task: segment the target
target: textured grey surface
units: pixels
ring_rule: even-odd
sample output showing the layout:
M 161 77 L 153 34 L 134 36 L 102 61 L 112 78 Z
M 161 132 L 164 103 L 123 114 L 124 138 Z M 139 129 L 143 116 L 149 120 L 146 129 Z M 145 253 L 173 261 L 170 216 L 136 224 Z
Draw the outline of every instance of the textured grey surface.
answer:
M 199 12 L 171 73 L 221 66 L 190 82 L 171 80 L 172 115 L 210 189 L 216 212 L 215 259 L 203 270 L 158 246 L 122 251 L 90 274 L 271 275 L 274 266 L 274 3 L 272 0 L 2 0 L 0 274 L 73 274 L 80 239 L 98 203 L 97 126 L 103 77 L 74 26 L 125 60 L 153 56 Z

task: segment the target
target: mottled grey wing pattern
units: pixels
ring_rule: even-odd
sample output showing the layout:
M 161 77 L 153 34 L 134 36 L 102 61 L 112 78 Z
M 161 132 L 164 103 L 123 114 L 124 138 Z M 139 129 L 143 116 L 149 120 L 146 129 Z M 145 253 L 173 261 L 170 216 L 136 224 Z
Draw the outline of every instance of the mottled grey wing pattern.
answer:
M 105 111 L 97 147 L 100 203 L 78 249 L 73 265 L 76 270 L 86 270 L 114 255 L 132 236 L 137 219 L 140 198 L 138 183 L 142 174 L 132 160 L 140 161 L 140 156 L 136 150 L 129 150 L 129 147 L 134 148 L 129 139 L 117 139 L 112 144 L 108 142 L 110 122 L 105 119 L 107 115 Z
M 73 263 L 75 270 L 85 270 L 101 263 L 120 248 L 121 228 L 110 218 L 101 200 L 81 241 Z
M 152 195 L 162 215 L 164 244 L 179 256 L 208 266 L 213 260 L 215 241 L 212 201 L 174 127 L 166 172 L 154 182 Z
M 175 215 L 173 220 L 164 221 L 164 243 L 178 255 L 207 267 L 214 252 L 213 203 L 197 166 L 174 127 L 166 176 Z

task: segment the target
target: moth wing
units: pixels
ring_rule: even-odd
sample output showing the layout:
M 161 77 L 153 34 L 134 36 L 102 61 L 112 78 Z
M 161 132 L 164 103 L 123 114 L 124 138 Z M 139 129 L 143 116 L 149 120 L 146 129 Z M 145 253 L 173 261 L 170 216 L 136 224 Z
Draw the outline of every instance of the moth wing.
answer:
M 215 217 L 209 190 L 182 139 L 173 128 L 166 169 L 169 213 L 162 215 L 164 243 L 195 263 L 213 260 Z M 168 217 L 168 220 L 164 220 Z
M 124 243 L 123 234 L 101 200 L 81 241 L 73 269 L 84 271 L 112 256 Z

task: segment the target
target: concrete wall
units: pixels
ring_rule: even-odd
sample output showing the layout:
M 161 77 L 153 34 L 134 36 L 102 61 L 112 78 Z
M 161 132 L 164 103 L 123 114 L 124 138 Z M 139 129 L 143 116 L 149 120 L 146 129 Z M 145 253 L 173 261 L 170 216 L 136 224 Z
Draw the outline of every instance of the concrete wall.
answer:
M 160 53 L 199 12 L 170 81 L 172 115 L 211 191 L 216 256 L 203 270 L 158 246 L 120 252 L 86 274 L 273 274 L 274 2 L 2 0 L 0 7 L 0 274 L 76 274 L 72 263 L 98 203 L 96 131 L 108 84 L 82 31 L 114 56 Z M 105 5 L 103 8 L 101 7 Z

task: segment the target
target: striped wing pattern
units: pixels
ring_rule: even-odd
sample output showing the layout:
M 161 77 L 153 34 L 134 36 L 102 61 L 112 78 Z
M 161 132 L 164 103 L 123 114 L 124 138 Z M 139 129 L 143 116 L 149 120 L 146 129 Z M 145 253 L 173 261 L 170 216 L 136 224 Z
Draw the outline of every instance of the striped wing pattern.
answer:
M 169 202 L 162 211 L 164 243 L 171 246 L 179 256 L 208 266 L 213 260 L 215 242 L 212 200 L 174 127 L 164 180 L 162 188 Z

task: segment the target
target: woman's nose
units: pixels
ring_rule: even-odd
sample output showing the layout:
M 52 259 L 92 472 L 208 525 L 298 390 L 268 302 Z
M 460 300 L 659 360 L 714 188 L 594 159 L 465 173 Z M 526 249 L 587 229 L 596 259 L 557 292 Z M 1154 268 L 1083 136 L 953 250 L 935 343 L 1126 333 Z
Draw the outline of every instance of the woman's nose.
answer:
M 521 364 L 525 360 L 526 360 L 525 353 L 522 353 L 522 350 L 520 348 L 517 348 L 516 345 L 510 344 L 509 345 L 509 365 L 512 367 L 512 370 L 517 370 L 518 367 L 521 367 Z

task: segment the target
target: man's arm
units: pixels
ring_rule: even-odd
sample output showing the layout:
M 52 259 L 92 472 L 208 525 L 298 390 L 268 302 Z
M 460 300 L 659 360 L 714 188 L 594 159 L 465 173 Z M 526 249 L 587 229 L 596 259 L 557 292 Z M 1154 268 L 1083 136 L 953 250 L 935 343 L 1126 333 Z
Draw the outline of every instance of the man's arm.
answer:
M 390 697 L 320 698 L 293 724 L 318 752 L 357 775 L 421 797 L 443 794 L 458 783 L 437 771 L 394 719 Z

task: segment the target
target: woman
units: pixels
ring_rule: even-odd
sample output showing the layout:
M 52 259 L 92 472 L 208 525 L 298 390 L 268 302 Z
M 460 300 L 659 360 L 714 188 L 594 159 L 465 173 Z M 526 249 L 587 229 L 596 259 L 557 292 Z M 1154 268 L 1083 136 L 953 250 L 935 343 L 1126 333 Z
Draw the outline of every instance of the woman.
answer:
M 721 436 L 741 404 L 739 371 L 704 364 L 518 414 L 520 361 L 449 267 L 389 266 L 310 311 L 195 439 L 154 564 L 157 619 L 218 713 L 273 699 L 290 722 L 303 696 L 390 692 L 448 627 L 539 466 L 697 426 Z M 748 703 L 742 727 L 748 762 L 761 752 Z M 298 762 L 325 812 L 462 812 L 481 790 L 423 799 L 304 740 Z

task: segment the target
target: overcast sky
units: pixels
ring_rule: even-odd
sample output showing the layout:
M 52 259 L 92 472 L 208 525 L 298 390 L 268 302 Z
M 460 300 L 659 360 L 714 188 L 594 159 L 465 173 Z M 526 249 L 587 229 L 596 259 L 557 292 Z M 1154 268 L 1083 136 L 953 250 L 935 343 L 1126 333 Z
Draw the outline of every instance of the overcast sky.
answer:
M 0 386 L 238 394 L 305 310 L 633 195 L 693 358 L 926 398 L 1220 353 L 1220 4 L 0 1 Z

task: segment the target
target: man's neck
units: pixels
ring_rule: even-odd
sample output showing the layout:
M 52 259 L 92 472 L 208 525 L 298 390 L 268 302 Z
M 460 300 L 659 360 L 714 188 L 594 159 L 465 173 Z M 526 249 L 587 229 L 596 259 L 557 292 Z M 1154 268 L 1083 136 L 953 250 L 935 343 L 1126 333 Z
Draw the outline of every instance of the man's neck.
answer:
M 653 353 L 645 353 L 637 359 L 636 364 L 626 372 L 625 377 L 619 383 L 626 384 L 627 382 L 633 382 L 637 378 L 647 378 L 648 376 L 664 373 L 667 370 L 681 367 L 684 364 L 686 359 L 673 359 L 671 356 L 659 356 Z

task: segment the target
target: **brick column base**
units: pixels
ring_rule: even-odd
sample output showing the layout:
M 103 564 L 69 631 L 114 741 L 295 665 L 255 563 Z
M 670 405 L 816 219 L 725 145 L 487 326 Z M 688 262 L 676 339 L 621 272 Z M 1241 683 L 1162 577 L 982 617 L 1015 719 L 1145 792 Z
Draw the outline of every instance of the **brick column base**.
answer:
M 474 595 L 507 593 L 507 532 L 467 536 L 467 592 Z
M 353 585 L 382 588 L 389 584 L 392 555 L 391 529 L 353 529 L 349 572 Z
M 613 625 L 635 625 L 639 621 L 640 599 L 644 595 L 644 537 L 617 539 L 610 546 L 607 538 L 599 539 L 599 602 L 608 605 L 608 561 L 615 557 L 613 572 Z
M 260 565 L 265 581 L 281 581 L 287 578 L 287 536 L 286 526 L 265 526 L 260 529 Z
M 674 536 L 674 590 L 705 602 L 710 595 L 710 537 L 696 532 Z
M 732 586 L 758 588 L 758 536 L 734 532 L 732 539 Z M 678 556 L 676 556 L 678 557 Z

■ ■ ■ ■ ■

__EXERCISE OBJECTIVE__
Transcribe the lines from the start of the records through the line containing "M 199 12 L 171", inclusive, character for character.

__RESULT__
task: segment the target
target: textured grey surface
units: pixels
ring_rule: even-odd
sample output showing the layout:
M 161 77 L 153 34 L 134 36 L 102 61 L 112 78 Z
M 161 132 L 164 103 L 123 114 L 124 138 Z M 139 129 L 143 116 L 149 120 L 146 129 Z M 145 253 L 173 261 L 170 216 L 136 224 Z
Draw the outline of every instance of the textured grey surface.
answer:
M 199 12 L 171 73 L 221 66 L 190 82 L 171 80 L 172 115 L 210 189 L 216 212 L 215 259 L 203 270 L 158 246 L 122 251 L 90 274 L 271 275 L 274 266 L 274 3 L 272 0 L 2 0 L 0 274 L 73 274 L 80 239 L 98 203 L 97 126 L 103 77 L 74 26 L 125 60 L 153 56 Z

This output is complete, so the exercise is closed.